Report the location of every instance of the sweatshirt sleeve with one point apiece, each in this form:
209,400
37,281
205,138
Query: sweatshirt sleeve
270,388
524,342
+ + +
Scale the items above by copying every line, requests included, with each point coordinate in the answers multiplied by 0.4 and rounded to a whole number, halves going up. Keep the numbers in the requests and their sample points as they are.

Report the location of every instance of the sweatshirt sleeve with one point apiece, each in this form:
209,400
37,281
205,138
Query: sweatshirt sleeve
108,155
210,137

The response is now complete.